> _Reading passage_
I assume Classic Cowboy is the most common event at most clubs, and that most newbies start out there, then probably move to competing in B-Western if they really get into the sport.  For B-Western, if you have to switch to a different rig to compete in only B-Western, it would get kind of pricey to have to invest in an altogether different rig (drop loop, with embellishments, etc...) just to compete in the B-Western category.  

 

QC,

Classic Cowboy is definitely NOT the most common category.  The most common categories are the simpler age-based categories that do not have extra holster or clothing requirements.  Two-Handed (Traditional Style) is more common to see than Single-Handed (Duelist Style) shooting.

Take some time to stroll through the handbook.  No need to get anything fancy, at all.  No need for "tooling".

 

You already have one 5-1/2" barreled Ruger.  To keep things simple, go with the same thing for your other gun.  I try to keep the feel of both guns the same as much as possible.  Especially since you are having a slight difficulty at the moment.  As in any new endeavor, keep things as simple as possible for yourself until you get you "sea legs" under you.

> _Direction_
According to the forum reply on cowboy shooting categories, which categories are the most common?

> _Data shown_

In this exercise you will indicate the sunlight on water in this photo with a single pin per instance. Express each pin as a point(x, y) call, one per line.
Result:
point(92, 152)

> _Finished answer_
The simpler age-based categories that do not have extra holster or clothing requirements.